Render the records below as a JSON list of strings, one string per line, with blank lines left out. Cover only everything from the line containing "task | indicate the white kerb" down to the line containing "[1273, 750]", both included.

Records from a point annotation dataset:
· · · · ·

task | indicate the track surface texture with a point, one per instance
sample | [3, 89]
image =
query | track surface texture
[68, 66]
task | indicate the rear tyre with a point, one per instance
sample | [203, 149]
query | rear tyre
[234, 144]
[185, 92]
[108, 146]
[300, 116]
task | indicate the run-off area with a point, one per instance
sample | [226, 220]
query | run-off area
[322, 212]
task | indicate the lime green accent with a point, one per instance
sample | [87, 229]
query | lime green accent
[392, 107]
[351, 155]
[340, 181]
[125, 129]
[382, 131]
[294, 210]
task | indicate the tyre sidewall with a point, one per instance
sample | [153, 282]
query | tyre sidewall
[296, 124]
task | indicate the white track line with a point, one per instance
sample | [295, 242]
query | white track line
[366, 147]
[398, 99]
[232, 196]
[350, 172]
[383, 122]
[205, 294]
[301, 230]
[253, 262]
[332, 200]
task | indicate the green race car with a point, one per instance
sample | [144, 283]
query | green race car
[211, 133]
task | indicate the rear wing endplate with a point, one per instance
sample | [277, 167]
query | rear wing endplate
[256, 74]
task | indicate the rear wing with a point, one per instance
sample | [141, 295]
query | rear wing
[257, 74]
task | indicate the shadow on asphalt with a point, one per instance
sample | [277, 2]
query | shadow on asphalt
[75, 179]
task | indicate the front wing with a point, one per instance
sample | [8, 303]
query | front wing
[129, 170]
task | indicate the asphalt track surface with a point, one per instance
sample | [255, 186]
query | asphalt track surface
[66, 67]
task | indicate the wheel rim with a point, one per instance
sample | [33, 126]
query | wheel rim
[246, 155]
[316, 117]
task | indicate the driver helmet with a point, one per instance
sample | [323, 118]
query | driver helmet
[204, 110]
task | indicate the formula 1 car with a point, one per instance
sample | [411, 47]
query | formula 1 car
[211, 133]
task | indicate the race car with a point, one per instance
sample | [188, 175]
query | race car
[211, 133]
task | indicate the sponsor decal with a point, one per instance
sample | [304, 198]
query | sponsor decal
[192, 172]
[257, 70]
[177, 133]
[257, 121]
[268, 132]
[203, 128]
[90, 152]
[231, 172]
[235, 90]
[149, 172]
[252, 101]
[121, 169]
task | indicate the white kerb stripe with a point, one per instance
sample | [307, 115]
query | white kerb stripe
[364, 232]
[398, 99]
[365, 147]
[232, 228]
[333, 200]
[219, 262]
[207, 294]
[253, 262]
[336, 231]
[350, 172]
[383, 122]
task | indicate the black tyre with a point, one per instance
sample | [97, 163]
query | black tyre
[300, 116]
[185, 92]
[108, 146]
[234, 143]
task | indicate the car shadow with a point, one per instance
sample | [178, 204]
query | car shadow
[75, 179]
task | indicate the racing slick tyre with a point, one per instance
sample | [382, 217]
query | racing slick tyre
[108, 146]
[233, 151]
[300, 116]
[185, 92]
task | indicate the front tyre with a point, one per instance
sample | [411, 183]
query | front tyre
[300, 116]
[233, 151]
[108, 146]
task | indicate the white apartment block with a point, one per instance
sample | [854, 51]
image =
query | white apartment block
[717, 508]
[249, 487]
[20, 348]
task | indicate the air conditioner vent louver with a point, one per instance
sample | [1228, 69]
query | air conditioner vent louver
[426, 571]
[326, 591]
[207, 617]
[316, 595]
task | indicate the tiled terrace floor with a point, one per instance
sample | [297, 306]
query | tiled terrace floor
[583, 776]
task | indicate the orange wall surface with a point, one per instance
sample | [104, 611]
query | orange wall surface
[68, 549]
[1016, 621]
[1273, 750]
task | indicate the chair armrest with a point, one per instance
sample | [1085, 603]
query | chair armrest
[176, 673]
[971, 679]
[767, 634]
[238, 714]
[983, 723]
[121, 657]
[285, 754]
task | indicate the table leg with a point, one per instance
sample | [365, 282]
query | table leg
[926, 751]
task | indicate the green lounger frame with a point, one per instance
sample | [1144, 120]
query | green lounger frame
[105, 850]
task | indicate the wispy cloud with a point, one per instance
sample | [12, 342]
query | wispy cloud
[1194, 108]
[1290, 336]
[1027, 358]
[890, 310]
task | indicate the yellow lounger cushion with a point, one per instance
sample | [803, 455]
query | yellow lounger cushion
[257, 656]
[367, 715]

· · · · ·

FINAL ANSWER:
[
  "task | indicate the white kerb stripe with a point, one per instance",
  "sample | [307, 115]",
  "query | white kerb stripe",
  "[364, 232]",
  "[398, 99]",
  "[365, 147]",
  "[232, 228]",
  "[333, 200]",
  "[219, 262]",
  "[207, 294]",
  "[253, 262]",
  "[336, 231]",
  "[350, 172]",
  "[383, 122]",
  "task | indicate the black tyre with a point, one per instance",
  "sample | [97, 163]",
  "query | black tyre",
  "[300, 116]",
  "[185, 92]",
  "[108, 146]",
  "[234, 143]",
  "task | indicate the car shadow with a point, one per instance",
  "sample | [178, 204]",
  "query | car shadow",
  "[75, 179]",
  "task | indicate the racing slick tyre with a point, one per instance",
  "sample | [382, 217]",
  "query | racing slick tyre",
  "[108, 146]",
  "[233, 151]",
  "[300, 116]",
  "[185, 92]",
  "task | indicate the front tyre with a point, one per instance",
  "sample | [411, 183]",
  "query | front tyre",
  "[300, 116]",
  "[233, 151]",
  "[108, 146]",
  "task | indicate the white apartment block with a point, one per instance",
  "sample | [854, 51]",
  "image =",
  "query | white apartment block",
  "[717, 508]",
  "[249, 487]",
  "[20, 348]",
  "task | indicate the air conditioner vent louver with a point, one per instance",
  "sample | [1228, 69]",
  "query | air conditioner vent louver",
  "[426, 571]",
  "[326, 591]",
  "[207, 617]",
  "[316, 595]",
  "task | indicate the tiled terrace floor with a point, one per instance",
  "sample | [297, 306]",
  "query | tiled terrace floor",
  "[583, 776]",
  "task | indicate the orange wall surface with a point, one per instance",
  "sample | [104, 611]",
  "query | orange wall surface",
  "[68, 549]",
  "[1016, 621]",
  "[1273, 750]"
]